## Detalhes do exercício
No texto sobre o senhor Abílio, passe para uma lista o parágrafo que começa por «Quero deixar o testemunho», mantendo os factos principais.

José Cancela Moura: O senhor Abílio

11 de novembro de 2020
PSD

A situação sanitária é complexa, mas é inaceitável que o Governo, que teve meses para preparar a segunda vaga da pandemia e, mesmo assim, seja incapaz de tomar as medidas necessárias para travar o colapso para que caminha o Serviço Nacional de Saúde. A prestação de cuidados de saúde pode fazer a diferença entre a vida e a morte. No fim, são vidas que se salvam. Dezenas, centenas e até milhares. Mas cada vida é muito mais do que a mera estatística.
Portugal já ultrapassou as três mil mortes, e sabemos todos que os números oficiais estão longe da verdade. Por entre os números, anónimos e distantes, importa ter em conta que cada vida é única e irrepetível e portadora de um trajeto pessoal carregado de sonhos, lutas e desafios.
Quero deixar o testemunho do senhor Abílio Moreira Teixeira dos Santos, com quem me cruzava com frequência. Era um operário, de 74 anos, de origem e condição humilde, aposentado e de rendimentos parcos, pai de seis filhos e um doente de risco, com comorbilidade, como agora se diz, ou seja, com diversas patologias associadas, como diabetes, insuficiência cardíaca e respiratória.
Deu entrada nas Urgências, do Hospital de Gaia, em três momentos distintos, no último fim de semana de outubro, com um quadro clínico crítico e recorrente, com dificuldades respiratórias, febres altas e fortes suspeitas de ter contraído a doença.
Testou positivo, mas das três vezes, sempre lhe recusaram o internamento. Foi a filha que o foi buscar, após ter sido literalmente abandonado, numa cadeira de rodas, ao frio, nas Urgências do hospital.
Faleceu no dia 4 de novembro de 2020, de madrugada, sozinho, em casa e é apenas mais um dos 59 portugueses que morreram, nesse dia, e de quem mais ninguém se lembrará.
O senhor Abílio era um ex-combatente da guerra colonial e, como me disse a filha, com a voz embargada, nunca desertou da sua missão pela pátria, mas quando ele mais precisava, foi o País que o abandonou.
Podem faltar ventiladores, camas, equipamentos de proteção e até profissionais de saúde, mas quando faltar alma e coração, faltará absolutamente tudo.
Como não raras vezes, nos falta a nós humildade para aprender com os nossos erros, falta humanidade, para governar e para legislar, por muitos de nós não saberem e estarem muito longe de saber o que é a vida e o que custa a vida. A morte do senhor Abílio envergonha-nos a todos.
Para a Direção-Geral de Saúde será apenas mais um número a lamentar. A ministra da Saúde, que vai à televisão jurar que o Governo não é indiferente à realidade, está cada vez mais distante da vida real. O Primeiro-Ministro prometeu que não iriam faltar meios, mas eles escasseiam, ainda por cima com a bizarria de o Estado prescindir de hospitais modernos e apetrechados, apenas por mero preconceito ideológico. 
O senhor Abílio deixou-nos e, tal como o fiz no Parlamento, onde interpelei a ministra da Saúde, sobre estes factos, rogo, uma vez mais, que esta corrija procedimentos e evite a repetição de casos, como este, que nos deixam quase desesperançados. Muitos portugueses morrem por covid-19, mas outros tantos partem apenas pela ingratidão da pátria, que os abandonou às portas de um inimigo invisível.
Não há preço que pague o valor de uma vida.

*Em memória do senhor Abílio Moreira Teixeira dos Santos, vítima de covid-19. À sua família, em especial à esposa e aos filhos, reitero as minhas sinceras condolências.

## Material de base
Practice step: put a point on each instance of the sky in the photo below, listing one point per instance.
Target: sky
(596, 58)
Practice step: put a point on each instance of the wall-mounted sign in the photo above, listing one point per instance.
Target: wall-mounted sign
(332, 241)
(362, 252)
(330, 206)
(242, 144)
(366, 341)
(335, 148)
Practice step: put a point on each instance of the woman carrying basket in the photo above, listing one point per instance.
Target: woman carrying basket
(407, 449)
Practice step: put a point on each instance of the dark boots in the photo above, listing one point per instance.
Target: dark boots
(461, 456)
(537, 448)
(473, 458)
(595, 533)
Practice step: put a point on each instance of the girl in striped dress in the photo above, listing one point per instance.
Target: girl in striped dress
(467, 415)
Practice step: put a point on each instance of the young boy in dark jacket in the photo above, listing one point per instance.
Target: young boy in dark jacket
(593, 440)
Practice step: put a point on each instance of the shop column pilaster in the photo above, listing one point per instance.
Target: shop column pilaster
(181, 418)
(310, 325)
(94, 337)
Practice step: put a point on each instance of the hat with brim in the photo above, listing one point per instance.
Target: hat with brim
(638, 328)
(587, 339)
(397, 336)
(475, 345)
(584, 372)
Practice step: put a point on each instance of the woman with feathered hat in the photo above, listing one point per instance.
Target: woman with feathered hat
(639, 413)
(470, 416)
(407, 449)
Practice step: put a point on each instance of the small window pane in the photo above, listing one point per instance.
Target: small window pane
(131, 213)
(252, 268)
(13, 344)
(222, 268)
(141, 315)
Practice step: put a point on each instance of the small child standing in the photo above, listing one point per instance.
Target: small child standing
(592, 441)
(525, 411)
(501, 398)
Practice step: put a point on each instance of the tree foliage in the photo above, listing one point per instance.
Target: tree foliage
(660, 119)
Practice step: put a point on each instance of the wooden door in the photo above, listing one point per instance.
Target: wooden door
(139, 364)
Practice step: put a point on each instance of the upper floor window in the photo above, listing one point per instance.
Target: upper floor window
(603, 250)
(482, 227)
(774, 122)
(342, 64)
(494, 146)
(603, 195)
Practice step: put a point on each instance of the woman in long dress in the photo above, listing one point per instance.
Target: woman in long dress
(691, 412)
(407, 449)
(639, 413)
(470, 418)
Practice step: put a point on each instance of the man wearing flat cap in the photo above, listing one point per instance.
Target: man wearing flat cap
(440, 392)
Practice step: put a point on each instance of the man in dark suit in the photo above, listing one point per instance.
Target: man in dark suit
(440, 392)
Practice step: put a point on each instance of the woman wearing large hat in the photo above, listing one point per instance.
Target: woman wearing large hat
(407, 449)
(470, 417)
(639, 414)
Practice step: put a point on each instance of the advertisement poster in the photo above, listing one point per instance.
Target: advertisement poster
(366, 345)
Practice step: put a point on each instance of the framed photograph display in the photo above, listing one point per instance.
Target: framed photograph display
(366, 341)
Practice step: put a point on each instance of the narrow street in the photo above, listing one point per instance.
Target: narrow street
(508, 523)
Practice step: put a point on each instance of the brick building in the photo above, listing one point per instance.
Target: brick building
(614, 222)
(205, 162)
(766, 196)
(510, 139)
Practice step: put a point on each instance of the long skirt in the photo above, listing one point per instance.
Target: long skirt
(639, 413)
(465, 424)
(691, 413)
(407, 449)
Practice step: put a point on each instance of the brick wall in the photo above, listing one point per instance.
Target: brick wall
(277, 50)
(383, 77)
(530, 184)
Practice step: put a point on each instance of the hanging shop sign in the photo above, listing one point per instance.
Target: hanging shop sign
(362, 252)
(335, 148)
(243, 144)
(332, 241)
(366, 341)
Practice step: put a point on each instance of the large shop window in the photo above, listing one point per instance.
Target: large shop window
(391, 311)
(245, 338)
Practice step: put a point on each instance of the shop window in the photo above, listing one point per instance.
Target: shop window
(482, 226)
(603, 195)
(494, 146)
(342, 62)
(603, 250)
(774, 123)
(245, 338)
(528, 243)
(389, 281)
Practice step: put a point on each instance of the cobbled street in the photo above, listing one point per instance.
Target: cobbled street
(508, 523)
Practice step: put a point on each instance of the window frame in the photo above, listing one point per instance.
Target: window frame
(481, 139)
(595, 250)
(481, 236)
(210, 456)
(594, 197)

## Resposta escrita
- Senhor Abílio Moreira Teixeira dos Santos, com quem quem escreve se cruzava com frequência
- Operário, 74 anos
- Origem e condição humilde
- Aposentado, com rendimentos parcos
- Pai de seis filhos
- Doente de risco, com várias patologias associadas: diabetes, insuficiência cardíaca e respiratória